>> begin

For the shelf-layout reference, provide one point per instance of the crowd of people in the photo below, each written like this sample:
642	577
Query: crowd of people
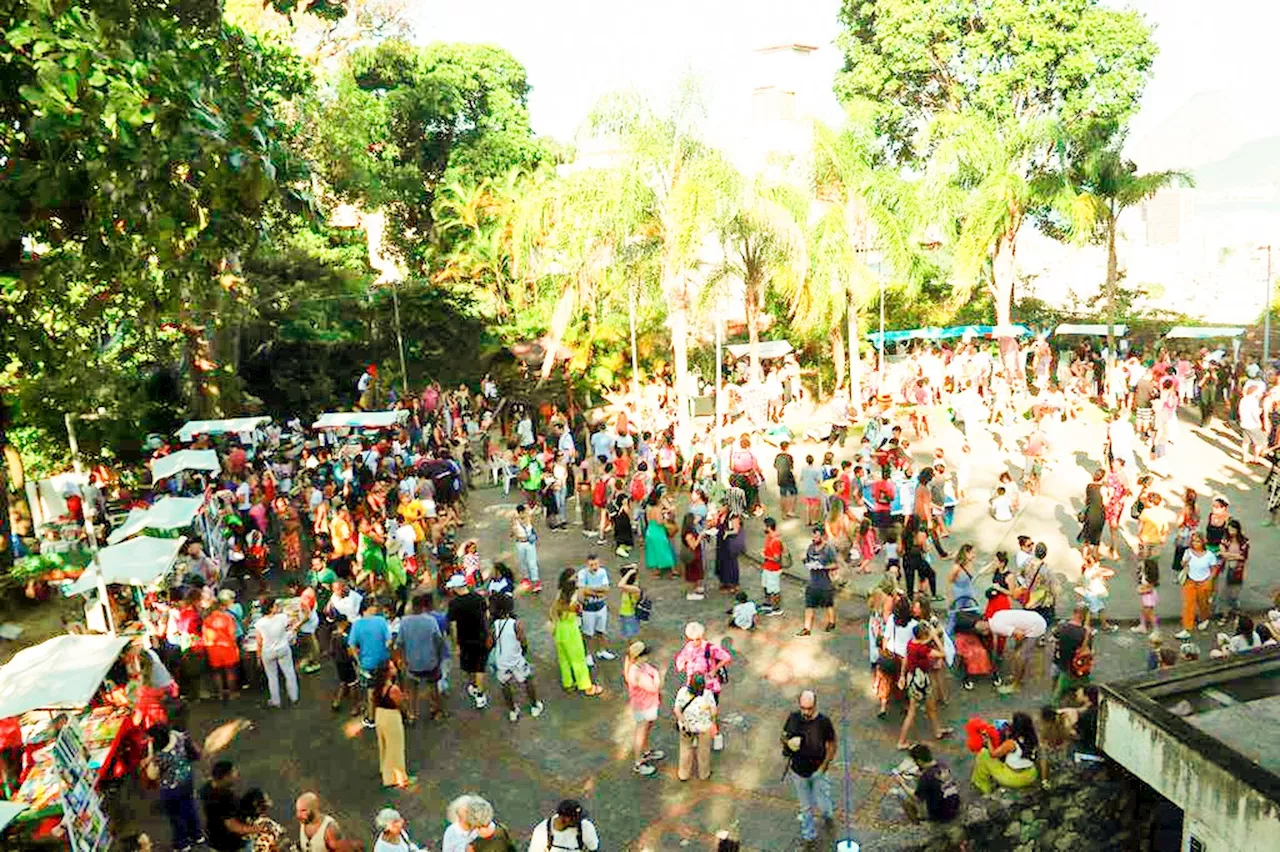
353	549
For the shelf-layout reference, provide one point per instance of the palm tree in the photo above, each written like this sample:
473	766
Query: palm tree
983	177
1104	184
764	243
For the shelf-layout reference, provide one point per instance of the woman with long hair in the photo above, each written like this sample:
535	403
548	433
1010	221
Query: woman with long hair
570	649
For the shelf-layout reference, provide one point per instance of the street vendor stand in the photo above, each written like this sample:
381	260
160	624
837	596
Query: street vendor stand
248	429
68	747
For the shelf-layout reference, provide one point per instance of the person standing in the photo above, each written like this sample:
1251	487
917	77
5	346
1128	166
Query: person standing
695	717
170	765
421	649
469	619
227	830
819	559
644	696
319	832
784	463
526	549
511	658
274	653
370	641
809	742
593	590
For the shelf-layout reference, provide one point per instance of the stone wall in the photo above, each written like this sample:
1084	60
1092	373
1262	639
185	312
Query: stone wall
1097	809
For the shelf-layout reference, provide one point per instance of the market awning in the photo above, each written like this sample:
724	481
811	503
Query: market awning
234	425
63	672
137	562
168	513
1091	329
767	348
167	466
1205	331
361	418
9	811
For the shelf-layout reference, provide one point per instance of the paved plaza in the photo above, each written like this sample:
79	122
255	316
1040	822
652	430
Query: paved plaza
580	747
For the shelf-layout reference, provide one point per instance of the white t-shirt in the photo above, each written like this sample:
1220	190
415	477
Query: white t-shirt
1008	621
590	841
274	631
407	539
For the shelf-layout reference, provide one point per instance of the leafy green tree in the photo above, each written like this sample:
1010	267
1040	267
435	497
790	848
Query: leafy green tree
1000	69
407	120
1101	183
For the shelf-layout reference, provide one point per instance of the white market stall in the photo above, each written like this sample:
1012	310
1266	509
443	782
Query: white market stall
1208	333
247	427
167	513
137	562
361	418
174	463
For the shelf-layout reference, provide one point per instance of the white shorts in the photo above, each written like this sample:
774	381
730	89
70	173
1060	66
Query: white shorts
595	622
519	673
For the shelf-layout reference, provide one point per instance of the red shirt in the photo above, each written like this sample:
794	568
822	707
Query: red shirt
772	553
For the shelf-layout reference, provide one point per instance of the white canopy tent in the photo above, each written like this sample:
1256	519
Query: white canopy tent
168	513
361	418
63	672
768	349
137	562
234	425
1205	331
167	466
1091	329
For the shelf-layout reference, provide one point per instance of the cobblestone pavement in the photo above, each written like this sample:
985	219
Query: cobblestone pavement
580	747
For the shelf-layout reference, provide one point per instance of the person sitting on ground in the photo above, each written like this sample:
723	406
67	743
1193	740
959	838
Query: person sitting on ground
1015	763
935	791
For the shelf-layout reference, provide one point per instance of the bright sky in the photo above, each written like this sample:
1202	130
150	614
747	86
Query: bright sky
576	50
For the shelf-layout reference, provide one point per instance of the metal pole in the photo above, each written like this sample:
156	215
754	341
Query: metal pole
635	357
1266	321
400	338
88	525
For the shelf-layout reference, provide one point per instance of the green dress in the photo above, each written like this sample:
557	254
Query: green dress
658	554
571	653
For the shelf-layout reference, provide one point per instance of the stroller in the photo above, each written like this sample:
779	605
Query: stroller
972	653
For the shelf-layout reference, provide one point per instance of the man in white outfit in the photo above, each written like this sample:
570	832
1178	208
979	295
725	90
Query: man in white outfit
274	653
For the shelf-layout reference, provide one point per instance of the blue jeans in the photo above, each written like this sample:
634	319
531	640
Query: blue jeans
526	557
179	806
814	793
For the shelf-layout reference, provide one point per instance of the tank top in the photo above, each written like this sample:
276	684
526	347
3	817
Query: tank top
315	843
508	654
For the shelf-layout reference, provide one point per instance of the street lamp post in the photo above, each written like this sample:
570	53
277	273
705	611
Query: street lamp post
88	509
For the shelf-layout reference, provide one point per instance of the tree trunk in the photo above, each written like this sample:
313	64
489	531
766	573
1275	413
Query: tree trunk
837	353
677	320
752	302
855	355
1111	292
1002	292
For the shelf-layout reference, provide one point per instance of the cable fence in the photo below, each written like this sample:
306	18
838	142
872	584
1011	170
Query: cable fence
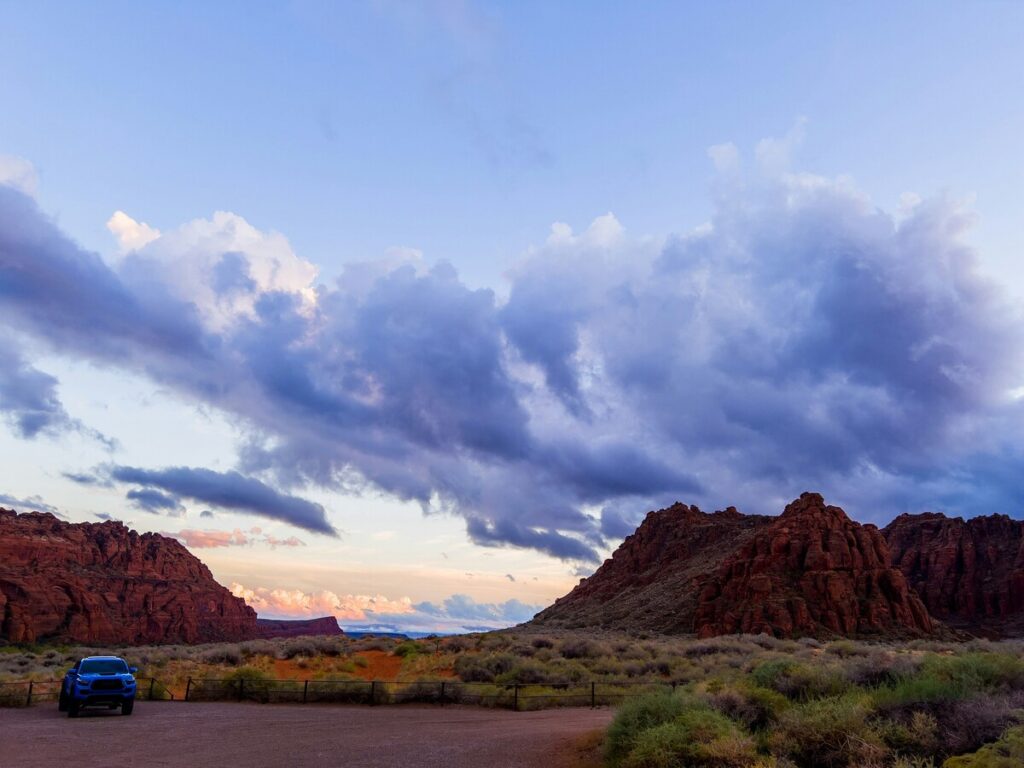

>> end

--- Job ---
Which lines in the listing above contain the word "with"? Copy each of them in full.

--- Task output ---
For the shelf-layout reference, provide one point per instance of the woman with long hair in the photo above, each written like this sample:
Query: woman with long hair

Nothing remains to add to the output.